Can you convert the entries below, starting with the line containing "Provide the segmentation of every instance of the white" and going on through the end of the entries, into a two-column CSV with columns "instruction" and "response"? Give one row per entry, with its text and its answer each in a single quoted field and line breaks replaced by spaces.

┌────────

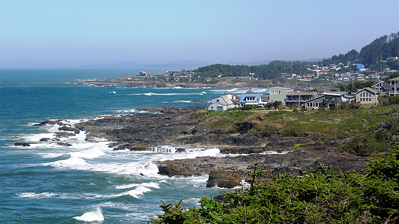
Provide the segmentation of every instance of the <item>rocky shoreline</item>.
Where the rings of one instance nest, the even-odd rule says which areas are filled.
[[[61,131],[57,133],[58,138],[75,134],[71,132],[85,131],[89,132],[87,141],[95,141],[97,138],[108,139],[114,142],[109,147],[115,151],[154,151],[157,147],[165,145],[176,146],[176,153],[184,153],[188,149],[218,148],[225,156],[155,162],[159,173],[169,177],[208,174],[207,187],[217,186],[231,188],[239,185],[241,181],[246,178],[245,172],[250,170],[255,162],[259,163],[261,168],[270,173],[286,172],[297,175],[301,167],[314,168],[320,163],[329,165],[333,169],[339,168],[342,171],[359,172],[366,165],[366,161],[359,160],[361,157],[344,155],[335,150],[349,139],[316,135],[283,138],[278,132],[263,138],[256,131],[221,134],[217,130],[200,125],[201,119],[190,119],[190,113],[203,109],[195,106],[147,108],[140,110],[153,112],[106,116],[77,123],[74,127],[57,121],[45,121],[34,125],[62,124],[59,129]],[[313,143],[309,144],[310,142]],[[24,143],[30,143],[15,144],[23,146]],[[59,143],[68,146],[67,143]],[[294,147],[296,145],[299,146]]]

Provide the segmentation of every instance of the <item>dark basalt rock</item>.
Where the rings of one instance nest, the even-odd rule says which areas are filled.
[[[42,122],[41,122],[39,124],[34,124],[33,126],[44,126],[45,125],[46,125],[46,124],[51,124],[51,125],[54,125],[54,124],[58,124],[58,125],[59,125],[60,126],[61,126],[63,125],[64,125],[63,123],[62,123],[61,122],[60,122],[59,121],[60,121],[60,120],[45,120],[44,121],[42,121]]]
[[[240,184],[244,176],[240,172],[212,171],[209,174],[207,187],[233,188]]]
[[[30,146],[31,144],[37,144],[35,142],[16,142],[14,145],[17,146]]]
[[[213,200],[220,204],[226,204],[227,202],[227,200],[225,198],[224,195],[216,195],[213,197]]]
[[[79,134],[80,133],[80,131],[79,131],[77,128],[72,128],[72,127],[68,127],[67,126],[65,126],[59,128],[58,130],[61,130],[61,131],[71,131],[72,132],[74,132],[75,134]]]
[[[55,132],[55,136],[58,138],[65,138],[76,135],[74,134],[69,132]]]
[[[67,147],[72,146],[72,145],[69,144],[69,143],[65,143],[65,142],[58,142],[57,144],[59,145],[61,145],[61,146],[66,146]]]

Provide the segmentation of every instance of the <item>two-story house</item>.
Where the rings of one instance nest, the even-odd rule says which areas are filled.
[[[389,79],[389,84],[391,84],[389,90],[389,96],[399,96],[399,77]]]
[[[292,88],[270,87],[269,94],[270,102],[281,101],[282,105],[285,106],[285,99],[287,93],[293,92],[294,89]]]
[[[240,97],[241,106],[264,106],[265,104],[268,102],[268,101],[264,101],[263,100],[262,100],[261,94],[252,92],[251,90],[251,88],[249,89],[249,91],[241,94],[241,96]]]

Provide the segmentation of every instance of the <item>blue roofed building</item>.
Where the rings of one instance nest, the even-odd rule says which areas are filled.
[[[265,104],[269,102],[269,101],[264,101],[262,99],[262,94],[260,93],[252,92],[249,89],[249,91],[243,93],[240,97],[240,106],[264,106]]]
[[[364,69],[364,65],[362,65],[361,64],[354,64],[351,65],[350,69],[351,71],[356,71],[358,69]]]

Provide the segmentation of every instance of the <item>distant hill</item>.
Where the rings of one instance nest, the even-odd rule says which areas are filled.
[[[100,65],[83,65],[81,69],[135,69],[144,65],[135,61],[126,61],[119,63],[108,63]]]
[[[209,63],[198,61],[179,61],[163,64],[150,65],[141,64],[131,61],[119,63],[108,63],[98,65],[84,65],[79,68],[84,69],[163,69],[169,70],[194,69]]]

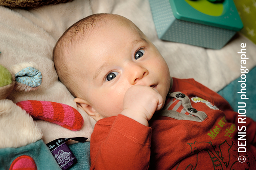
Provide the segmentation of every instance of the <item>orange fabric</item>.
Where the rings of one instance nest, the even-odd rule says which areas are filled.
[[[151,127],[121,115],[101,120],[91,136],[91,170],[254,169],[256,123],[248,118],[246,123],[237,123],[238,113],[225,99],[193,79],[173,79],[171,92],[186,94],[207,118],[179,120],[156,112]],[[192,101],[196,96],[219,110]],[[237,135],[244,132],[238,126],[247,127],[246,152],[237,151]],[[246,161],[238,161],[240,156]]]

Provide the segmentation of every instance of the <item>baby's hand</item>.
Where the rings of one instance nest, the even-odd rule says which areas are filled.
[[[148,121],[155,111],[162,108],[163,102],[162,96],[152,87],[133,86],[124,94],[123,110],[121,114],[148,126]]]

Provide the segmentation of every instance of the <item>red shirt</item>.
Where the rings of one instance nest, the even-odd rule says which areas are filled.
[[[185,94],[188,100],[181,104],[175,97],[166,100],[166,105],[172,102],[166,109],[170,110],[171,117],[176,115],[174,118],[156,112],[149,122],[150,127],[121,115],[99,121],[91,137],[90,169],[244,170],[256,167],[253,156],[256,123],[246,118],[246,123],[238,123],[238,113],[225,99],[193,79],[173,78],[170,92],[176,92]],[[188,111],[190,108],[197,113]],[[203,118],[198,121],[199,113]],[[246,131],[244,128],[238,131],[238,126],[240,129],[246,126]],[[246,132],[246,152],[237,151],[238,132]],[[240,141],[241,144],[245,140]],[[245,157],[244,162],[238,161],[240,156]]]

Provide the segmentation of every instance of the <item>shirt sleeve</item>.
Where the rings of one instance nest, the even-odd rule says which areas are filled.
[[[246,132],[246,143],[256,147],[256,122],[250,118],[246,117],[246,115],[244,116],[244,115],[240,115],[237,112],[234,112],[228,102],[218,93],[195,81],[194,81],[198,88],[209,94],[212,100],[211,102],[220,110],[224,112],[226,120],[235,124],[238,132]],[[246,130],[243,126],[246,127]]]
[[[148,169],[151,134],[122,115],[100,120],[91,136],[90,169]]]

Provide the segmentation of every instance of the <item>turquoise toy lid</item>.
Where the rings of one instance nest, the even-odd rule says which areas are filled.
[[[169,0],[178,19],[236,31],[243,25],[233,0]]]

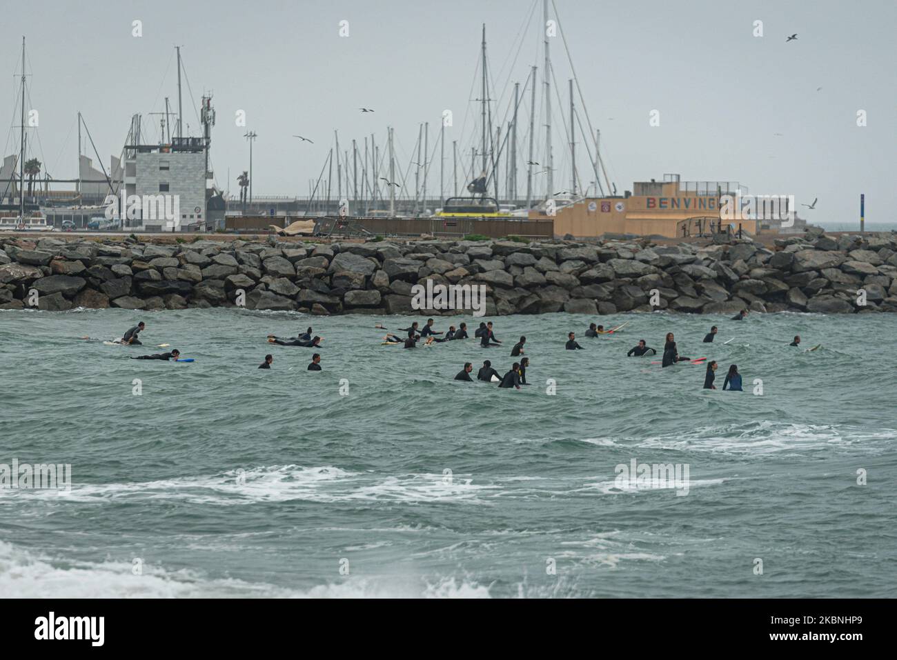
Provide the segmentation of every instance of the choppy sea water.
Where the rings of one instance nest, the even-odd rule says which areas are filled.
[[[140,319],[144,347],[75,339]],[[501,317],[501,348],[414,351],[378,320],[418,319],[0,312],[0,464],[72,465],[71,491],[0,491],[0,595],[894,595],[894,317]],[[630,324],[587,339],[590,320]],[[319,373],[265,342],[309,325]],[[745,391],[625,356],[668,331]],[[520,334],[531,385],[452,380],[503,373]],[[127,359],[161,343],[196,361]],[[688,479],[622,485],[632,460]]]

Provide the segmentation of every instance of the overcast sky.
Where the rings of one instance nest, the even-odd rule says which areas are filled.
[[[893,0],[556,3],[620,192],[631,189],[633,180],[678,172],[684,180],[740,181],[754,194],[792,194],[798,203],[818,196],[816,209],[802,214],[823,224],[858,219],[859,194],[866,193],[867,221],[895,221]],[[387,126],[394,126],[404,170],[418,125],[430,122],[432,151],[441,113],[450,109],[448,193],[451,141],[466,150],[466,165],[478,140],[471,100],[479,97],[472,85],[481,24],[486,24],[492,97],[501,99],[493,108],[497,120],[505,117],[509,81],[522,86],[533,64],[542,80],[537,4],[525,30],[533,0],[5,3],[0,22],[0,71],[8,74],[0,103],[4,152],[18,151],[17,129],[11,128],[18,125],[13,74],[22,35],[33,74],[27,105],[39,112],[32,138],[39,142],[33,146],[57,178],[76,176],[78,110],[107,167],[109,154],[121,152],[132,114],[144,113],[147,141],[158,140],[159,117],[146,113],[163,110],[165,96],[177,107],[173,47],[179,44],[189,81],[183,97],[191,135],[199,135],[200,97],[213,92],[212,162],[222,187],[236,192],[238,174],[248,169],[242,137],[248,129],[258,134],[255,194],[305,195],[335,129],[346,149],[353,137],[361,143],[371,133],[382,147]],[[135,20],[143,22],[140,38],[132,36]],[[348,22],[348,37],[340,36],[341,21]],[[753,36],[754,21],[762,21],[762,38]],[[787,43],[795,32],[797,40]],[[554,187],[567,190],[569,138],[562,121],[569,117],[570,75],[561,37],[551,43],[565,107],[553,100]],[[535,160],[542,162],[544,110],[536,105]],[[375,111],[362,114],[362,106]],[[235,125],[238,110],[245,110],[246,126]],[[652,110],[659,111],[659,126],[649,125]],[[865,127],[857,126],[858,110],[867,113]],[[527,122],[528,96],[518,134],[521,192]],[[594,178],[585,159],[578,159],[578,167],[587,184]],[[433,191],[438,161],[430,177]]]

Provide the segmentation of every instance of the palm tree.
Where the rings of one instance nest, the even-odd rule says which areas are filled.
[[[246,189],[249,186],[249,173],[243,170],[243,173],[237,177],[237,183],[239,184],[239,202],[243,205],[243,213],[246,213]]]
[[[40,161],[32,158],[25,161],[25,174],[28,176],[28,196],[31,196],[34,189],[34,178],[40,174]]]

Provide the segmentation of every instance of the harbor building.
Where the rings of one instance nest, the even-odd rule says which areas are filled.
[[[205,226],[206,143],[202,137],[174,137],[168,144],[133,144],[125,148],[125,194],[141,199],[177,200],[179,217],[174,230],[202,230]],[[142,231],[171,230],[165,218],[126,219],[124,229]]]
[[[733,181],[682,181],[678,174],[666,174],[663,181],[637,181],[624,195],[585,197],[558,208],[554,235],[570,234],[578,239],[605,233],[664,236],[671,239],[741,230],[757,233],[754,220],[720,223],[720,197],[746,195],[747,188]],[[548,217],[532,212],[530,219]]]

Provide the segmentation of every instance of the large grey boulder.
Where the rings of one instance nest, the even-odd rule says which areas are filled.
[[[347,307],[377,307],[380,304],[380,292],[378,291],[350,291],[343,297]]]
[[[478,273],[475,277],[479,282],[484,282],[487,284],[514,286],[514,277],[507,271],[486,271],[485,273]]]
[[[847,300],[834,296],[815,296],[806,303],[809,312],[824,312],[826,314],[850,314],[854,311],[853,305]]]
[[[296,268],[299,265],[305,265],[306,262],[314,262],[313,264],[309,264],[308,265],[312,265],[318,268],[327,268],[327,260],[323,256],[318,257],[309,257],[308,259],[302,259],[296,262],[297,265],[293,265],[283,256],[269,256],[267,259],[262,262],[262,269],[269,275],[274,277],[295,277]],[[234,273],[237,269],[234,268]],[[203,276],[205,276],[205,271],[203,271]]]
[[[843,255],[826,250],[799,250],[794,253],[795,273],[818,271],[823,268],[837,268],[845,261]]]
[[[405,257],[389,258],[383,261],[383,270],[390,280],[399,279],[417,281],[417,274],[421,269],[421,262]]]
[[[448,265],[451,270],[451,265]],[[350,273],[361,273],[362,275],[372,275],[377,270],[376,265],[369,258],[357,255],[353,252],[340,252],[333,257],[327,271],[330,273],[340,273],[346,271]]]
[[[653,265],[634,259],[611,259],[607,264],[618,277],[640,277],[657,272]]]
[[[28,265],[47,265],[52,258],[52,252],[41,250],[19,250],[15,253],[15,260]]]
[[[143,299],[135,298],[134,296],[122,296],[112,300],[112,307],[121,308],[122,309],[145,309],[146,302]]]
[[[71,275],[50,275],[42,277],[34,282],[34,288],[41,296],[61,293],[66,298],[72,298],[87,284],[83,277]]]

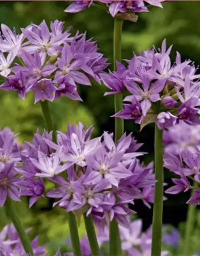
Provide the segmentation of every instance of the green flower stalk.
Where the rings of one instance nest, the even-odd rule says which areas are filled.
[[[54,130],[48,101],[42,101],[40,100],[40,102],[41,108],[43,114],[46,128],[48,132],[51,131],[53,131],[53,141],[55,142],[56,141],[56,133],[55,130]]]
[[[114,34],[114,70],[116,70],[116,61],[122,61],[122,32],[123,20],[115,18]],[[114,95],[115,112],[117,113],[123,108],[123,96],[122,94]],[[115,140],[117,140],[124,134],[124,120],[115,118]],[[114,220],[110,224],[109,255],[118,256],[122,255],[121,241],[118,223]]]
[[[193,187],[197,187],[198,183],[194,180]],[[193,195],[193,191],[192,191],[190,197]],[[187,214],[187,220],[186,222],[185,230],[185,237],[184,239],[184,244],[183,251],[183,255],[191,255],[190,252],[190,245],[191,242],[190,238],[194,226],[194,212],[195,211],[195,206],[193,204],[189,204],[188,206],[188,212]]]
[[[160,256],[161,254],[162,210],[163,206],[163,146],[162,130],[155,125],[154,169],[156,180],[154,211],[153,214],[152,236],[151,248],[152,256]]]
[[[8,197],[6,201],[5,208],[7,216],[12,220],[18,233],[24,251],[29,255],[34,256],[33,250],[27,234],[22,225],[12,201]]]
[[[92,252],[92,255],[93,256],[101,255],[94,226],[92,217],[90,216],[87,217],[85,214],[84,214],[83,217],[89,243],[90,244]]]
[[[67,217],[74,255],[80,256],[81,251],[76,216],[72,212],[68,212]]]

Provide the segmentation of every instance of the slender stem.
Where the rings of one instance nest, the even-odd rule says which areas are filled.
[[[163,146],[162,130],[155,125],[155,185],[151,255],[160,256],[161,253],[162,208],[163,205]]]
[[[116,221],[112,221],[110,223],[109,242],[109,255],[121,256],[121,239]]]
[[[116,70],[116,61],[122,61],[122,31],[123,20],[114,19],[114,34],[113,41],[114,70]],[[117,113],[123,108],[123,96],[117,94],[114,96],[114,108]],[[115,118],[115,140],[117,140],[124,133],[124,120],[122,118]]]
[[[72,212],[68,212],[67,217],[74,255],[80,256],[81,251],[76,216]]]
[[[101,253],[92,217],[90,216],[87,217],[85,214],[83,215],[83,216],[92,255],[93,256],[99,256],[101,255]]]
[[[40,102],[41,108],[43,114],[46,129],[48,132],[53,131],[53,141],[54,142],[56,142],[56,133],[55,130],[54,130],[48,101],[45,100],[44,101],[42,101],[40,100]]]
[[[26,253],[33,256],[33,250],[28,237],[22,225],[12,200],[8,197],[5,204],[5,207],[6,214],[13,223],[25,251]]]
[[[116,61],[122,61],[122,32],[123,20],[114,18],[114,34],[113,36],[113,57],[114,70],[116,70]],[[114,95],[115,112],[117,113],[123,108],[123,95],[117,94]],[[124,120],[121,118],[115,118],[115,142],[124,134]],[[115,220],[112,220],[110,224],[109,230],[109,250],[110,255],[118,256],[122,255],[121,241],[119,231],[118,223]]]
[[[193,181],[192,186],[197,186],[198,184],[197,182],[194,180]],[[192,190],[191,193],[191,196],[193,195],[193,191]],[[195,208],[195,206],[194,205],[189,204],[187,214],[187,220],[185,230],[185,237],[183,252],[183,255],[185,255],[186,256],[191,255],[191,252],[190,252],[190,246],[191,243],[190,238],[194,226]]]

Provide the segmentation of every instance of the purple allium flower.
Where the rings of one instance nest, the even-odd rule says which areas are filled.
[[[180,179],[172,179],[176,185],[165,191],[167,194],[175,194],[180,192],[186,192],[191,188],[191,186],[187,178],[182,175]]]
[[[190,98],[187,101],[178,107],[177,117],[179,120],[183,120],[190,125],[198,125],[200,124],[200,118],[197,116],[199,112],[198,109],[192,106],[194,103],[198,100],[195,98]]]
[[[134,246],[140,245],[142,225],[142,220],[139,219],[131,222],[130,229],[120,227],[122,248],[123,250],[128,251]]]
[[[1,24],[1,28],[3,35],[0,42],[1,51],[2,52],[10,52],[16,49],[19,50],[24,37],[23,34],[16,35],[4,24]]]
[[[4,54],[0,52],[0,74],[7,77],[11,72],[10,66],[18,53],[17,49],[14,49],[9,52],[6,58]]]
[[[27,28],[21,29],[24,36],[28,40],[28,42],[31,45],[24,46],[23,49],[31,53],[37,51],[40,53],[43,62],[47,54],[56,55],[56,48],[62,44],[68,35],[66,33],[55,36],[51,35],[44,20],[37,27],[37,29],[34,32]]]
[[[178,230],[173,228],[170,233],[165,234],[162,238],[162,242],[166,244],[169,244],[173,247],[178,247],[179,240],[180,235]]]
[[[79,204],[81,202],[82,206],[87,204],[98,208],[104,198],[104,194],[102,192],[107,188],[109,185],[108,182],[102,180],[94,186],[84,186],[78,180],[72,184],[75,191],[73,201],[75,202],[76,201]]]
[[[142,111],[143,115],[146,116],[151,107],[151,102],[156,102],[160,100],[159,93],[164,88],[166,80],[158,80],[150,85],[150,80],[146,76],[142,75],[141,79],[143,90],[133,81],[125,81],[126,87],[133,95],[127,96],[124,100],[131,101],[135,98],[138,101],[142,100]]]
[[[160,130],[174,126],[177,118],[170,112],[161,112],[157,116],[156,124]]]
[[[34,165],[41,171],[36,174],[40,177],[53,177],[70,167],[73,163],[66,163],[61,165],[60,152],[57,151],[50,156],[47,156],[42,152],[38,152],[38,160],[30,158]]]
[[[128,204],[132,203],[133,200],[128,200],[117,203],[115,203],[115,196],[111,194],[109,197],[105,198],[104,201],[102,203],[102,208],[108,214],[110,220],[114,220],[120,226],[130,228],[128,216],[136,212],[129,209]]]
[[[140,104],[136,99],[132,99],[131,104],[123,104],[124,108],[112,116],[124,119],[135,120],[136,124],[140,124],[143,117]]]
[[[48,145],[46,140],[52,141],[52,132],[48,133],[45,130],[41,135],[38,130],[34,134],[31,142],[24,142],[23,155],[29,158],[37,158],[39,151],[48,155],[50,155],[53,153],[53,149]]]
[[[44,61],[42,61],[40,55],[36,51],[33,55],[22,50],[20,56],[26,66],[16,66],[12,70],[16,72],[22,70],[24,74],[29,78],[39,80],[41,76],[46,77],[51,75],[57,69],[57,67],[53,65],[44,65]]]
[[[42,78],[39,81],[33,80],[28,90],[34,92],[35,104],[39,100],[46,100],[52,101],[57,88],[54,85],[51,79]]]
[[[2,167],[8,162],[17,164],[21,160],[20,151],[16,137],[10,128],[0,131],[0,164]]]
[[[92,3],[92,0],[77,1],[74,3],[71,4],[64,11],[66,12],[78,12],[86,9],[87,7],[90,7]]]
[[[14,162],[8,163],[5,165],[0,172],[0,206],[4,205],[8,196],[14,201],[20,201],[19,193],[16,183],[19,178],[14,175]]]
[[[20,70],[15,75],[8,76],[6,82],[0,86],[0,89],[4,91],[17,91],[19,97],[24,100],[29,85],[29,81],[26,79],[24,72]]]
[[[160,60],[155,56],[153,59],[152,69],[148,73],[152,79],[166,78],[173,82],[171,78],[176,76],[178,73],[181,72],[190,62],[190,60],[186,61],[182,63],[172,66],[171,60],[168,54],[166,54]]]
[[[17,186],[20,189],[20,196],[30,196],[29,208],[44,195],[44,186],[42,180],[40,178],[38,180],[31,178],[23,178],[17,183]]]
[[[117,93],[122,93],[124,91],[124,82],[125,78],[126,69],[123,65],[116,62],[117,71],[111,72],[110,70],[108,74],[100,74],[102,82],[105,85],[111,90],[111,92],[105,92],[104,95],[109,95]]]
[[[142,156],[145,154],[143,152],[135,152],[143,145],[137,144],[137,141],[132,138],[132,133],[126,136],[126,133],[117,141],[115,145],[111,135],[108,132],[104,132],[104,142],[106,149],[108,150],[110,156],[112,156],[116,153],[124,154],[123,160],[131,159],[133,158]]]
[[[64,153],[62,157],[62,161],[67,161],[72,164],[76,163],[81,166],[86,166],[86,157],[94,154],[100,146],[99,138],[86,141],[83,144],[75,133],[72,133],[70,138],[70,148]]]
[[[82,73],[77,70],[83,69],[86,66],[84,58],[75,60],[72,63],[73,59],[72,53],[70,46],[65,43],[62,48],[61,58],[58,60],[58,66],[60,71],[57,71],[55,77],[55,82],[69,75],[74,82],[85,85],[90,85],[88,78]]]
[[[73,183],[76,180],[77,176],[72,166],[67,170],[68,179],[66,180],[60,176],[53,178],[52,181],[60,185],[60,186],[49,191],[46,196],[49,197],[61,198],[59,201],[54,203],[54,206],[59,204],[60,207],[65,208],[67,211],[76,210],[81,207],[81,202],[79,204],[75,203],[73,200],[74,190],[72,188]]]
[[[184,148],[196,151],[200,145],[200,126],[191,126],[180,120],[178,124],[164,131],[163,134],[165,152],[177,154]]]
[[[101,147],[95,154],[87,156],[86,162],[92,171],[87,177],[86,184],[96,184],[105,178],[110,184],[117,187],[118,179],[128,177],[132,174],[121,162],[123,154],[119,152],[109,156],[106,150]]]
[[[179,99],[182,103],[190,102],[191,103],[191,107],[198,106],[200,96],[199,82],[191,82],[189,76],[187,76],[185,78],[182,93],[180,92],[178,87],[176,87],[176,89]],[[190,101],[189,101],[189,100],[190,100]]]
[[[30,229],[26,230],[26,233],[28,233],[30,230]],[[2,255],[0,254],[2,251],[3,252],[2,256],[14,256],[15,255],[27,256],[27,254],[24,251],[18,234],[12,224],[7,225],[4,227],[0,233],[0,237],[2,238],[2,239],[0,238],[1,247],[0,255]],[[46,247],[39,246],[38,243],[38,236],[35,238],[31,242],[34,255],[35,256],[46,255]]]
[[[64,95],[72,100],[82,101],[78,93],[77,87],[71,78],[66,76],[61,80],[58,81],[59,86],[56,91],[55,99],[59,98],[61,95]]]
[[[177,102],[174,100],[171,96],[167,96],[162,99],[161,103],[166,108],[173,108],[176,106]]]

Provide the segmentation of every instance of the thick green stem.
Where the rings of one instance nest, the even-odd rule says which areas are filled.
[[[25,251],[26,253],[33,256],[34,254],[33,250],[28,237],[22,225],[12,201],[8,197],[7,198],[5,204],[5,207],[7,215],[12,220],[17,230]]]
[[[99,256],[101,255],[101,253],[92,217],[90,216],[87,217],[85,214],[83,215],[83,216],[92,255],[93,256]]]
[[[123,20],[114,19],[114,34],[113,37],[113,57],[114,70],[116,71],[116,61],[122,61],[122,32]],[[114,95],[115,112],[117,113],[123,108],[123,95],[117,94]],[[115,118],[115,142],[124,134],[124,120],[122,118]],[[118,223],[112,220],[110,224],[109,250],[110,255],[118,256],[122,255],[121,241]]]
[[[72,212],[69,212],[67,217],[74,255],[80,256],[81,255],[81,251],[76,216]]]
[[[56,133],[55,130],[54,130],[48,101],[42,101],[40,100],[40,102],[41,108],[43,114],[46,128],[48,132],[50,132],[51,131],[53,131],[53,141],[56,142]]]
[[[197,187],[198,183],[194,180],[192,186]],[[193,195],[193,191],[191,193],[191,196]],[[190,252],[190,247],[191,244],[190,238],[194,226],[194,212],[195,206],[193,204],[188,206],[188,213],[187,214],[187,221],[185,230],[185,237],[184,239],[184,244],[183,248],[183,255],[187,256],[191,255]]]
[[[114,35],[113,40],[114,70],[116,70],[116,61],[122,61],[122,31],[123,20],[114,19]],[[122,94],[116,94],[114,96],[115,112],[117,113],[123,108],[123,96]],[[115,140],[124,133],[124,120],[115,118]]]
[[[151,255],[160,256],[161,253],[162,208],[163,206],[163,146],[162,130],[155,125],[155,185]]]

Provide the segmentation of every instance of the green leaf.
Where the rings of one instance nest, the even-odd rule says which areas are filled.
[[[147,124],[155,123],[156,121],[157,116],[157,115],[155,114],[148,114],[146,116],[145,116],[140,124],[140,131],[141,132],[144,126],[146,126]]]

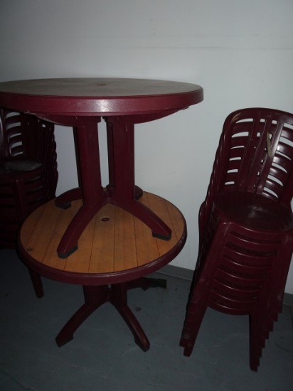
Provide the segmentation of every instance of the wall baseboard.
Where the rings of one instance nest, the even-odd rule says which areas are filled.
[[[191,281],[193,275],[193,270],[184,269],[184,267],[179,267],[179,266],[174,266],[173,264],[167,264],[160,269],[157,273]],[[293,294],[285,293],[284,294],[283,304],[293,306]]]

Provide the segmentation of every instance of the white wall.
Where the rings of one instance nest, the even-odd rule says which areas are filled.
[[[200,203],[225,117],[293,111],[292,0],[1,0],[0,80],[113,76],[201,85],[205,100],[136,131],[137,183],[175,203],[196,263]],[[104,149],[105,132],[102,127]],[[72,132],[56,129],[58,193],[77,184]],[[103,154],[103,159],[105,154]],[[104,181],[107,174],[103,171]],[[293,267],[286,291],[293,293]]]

└────────

_Exercise response_
instruction,response
"Provide the segmentation of every instance of the white wall. Where the rings of one instance nest, the even-odd rule says which areas are filled.","[[[200,203],[225,117],[293,111],[292,0],[1,0],[0,80],[113,76],[201,85],[205,100],[136,131],[137,183],[175,203],[196,263]],[[104,149],[105,132],[102,127]],[[72,132],[56,129],[58,193],[77,184]],[[103,154],[103,159],[105,154]],[[104,181],[107,174],[103,171]],[[293,267],[286,291],[293,293]]]"